#### [Source document]
═══

Vickida No Varghodo is a 2022 Indian Gujarati comedy film directed by Rahul Bhole and Vinit Kanojia. The film stars Malhar Thakar, Monal Gajjar, Manasi Rachh and Jinal Belani in lead roles. The film is produced by Sharad Patel, Shreyanshi Patel, Vikas Agarwal, Pankaj Keshruwala. The film was released on 8 July 2022. It is a Super Hit Gujarati Film of 2022 As Loved By The Family Audience with a run time of more than 50 days in the theatres.Movie Earn More Than 15cr

Plot
Vicky's love life and how his love affairs start, progress and ends tragically . That's not all, the chaos breaks out when he faces a blast from the past and his present goes for a toss. This leaves him, the girls and his father at a cliff hanger followed by comedy of errors.

═══

#### [Data]
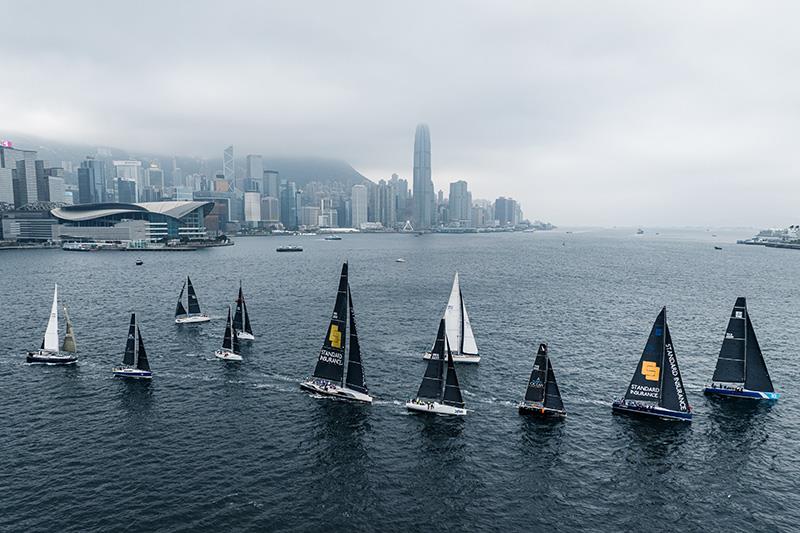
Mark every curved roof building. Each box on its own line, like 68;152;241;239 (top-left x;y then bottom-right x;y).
50;201;214;241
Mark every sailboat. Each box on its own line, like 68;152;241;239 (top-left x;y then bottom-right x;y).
611;307;692;422
519;343;567;418
214;306;242;361
233;281;255;341
703;297;780;400
175;276;211;324
27;284;78;365
300;262;372;403
406;318;467;416
112;313;153;379
424;272;481;363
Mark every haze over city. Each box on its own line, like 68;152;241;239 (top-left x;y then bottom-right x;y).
0;2;800;227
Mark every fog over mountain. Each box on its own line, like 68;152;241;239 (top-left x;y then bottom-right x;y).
0;0;800;226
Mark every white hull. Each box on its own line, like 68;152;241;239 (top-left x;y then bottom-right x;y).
300;379;372;403
175;315;211;324
112;367;153;379
214;350;242;361
422;352;481;364
406;400;467;416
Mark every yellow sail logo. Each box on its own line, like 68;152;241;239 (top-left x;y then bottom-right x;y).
642;361;661;381
328;324;342;348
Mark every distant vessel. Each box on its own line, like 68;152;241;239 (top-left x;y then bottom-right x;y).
612;307;692;422
233;281;256;341
175;276;211;324
26;284;78;365
300;263;372;403
214;306;242;361
406;318;467;416
519;344;567;418
423;272;481;363
112;313;153;379
703;297;780;400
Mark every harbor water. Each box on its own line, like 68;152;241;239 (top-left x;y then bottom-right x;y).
0;230;800;532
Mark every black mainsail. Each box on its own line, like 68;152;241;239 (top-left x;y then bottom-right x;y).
345;283;369;394
417;318;452;402
314;263;348;383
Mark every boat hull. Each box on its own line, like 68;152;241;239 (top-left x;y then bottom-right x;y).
175;315;211;324
517;402;567;418
611;401;692;422
703;387;781;401
112;367;153;379
26;350;78;365
406;400;467;416
300;379;372;403
422;352;481;365
214;350;242;361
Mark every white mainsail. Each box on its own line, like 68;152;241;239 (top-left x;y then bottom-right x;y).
42;284;58;352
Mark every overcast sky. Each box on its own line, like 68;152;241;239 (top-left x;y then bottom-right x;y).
0;0;800;226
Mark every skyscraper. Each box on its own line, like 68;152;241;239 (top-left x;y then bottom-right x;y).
413;124;433;229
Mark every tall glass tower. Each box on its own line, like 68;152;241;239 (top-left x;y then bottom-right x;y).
413;124;433;229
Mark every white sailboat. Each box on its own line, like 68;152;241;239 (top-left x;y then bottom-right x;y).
27;284;78;365
423;272;481;363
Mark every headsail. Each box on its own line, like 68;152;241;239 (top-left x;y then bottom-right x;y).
61;305;78;353
345;284;369;394
175;281;186;317
711;296;747;383
417;318;446;402
314;263;347;383
122;313;136;366
186;276;200;315
42;284;58;352
744;312;775;392
442;340;464;408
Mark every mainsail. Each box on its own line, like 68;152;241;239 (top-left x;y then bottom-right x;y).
417;318;446;402
175;281;186;317
42;284;58;352
186;276;200;315
345;284;368;394
122;313;136;366
61;306;78;353
314;263;348;383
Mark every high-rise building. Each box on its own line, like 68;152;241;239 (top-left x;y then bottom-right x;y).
351;185;367;228
413;124;433;229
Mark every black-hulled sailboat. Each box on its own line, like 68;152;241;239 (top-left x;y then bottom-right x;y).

═══

#### [Set of tasks]
A: Answer these questions from the article on Vickida No Varghodo, one answer per line:
(i) On what date was the film released?
(ii) Who directed the film?
(iii) According to the plot section, who is left at a cliff hanger?
B: Continue the article on the film Vickida No Varghodo from its final sentence.
The lines have no connection to the article on the film Vickida No Varghodo.

#### [Answers]
A:
(i) 8 July 2022
(ii) Rahul Bhole and Vinit Kanojia
(iii) Vicky, the girls and his father

B:
Cast 

 Malhar Thakar as Vicky
 Monal Gajjar as Anushree
 Manasi Rachh as Vidya
 Jhinal Belani as Radhika
 Alapana Buch as Vicky's Mother
 Anurag Prapanna as Vicky's Father
 Bhaumik Ahir as Satish
 Chetan Daiya as Arvind Singh
 Sonali Lele Desai as Saroj
 Chirayu Mistry as Paresh
 Manan Desai as Jamaican Singer

Soundtrack
"Udi Re" was sung by Sonu Nigam.

Marketing and release
The trailer garnered 5 million views within 24 hours of its release. The film was initially projected to be released in mid-2020. The film was released on 8 July 2022.

Reception 
Rachana Joshi of Mid-day rated the film as 2.5 out of 5. She praised the performances and songs but criticised the length.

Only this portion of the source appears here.